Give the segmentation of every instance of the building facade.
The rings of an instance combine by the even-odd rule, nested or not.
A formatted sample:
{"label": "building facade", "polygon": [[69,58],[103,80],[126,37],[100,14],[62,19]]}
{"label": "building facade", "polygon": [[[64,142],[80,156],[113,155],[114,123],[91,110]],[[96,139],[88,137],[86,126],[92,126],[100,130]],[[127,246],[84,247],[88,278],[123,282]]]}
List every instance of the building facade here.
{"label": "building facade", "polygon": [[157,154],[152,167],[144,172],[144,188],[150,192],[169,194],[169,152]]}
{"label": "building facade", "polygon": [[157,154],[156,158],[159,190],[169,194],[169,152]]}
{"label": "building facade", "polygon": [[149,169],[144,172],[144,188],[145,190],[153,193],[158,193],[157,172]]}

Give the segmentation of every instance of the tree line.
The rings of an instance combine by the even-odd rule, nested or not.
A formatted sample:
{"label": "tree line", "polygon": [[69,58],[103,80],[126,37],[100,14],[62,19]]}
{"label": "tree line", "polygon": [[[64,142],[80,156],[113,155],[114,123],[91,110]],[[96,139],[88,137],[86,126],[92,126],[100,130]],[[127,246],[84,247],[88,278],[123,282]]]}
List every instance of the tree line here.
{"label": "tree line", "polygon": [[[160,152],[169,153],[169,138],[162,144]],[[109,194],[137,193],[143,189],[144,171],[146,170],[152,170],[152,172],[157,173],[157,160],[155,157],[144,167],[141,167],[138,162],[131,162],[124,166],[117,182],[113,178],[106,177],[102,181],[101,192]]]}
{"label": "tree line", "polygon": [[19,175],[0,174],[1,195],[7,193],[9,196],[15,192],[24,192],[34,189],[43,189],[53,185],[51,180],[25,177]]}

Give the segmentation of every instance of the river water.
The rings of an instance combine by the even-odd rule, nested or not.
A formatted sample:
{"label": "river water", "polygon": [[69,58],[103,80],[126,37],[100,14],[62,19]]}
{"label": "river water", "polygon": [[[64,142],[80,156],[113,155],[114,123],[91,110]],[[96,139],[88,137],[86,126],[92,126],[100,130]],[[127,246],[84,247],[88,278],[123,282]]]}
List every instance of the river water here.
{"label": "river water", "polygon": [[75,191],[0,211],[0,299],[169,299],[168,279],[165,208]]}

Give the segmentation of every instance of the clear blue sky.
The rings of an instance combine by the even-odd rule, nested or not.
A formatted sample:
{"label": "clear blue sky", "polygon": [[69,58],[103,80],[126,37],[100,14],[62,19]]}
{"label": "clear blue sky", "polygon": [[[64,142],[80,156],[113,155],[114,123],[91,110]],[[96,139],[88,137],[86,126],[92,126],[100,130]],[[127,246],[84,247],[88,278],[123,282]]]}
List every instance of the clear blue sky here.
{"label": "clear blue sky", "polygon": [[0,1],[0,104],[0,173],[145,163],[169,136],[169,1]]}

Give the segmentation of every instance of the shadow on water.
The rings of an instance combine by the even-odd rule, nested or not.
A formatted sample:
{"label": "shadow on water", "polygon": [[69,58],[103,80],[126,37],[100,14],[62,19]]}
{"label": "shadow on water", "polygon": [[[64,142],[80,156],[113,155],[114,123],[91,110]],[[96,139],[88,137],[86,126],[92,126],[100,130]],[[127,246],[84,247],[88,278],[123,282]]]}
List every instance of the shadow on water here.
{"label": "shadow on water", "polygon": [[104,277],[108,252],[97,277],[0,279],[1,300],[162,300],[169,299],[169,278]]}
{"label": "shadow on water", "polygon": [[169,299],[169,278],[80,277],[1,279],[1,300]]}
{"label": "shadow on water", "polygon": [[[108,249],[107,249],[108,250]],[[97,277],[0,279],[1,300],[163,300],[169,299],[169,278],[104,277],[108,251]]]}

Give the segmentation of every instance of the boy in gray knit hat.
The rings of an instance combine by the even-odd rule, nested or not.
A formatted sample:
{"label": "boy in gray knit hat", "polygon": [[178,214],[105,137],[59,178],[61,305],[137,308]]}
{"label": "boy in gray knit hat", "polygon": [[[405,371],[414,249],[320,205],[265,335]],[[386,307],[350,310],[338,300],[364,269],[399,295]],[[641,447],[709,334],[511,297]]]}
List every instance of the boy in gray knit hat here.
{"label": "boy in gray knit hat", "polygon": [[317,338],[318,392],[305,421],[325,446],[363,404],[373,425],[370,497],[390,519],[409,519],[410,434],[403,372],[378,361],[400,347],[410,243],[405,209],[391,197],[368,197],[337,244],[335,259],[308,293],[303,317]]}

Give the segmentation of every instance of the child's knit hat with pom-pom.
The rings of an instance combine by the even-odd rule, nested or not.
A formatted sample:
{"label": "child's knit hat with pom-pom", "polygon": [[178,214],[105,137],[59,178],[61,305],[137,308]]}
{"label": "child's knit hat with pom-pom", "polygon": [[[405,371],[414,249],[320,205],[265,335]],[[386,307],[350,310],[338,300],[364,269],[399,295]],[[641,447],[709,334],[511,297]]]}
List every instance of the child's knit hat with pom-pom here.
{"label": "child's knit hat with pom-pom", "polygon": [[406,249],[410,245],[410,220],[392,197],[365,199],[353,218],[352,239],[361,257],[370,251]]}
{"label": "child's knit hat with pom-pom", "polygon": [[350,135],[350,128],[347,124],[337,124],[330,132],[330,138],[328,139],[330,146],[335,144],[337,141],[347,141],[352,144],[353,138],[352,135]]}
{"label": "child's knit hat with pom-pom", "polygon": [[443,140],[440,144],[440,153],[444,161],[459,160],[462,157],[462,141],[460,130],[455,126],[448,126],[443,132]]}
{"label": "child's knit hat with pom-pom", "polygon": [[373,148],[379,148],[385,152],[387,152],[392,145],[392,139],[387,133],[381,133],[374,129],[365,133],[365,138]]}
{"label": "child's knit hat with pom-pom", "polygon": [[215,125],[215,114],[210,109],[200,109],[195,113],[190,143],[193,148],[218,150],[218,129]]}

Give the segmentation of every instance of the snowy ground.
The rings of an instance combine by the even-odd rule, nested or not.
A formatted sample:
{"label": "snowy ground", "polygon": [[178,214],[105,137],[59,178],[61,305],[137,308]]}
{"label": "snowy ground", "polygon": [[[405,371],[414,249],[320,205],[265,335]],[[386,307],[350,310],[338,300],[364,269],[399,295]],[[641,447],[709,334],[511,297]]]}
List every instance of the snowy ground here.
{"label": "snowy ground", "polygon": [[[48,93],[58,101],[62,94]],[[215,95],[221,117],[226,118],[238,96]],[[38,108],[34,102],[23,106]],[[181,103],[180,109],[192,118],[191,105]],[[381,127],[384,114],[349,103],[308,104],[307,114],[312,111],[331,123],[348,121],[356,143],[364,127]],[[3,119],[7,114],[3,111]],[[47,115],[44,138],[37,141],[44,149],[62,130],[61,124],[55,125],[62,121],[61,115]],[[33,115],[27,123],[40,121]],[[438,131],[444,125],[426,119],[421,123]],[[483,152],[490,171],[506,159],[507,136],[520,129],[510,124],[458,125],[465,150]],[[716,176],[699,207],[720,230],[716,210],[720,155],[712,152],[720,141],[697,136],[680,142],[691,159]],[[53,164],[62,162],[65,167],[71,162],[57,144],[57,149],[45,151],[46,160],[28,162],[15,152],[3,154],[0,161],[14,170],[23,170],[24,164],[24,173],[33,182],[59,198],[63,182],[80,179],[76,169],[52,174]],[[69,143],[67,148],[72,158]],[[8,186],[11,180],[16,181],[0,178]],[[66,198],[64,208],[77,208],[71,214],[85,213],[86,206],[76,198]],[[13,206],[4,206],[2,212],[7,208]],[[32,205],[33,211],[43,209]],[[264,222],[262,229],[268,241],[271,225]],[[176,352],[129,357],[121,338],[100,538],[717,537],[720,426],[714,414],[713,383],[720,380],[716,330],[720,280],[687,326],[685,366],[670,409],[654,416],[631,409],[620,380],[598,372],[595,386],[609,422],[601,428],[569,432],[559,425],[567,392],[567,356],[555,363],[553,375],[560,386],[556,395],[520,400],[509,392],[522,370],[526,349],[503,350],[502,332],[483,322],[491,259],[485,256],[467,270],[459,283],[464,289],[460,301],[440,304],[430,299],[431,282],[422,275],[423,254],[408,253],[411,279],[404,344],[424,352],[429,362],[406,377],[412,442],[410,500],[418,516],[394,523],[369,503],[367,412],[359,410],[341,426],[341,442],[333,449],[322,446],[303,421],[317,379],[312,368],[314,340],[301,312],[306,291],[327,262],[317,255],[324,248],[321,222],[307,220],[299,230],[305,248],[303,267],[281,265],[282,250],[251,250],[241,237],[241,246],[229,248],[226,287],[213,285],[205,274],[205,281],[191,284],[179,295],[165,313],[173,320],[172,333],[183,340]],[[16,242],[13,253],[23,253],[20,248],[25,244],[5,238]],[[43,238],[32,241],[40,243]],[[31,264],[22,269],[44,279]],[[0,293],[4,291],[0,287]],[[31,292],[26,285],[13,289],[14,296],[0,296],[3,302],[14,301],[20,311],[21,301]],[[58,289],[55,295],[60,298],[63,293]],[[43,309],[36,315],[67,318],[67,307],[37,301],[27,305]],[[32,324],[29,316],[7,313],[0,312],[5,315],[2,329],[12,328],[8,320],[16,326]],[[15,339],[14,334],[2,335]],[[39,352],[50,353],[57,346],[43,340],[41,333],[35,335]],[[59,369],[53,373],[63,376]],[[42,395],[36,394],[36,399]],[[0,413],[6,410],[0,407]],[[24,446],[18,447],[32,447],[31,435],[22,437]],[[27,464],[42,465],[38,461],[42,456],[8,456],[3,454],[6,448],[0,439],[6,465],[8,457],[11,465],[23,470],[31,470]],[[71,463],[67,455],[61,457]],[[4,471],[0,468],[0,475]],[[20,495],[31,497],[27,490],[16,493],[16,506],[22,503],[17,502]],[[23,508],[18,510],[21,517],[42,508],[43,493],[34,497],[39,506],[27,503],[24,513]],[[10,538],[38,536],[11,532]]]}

================

→ Task description
Collect the lines of the data that carry the word "Give".

→ Answer area
Give the segmentation of every instance of the building facade.
Give the segmentation of every instance of the tree line.
Give the segmentation of every instance of the river water.
Give the segmentation of every instance of the clear blue sky.
Give the segmentation of every instance of the shadow on water.
Give the segmentation of every instance of the boy in gray knit hat.
Give the segmentation of every instance of the child's knit hat with pom-pom.
Give the segmentation of every instance of the snowy ground.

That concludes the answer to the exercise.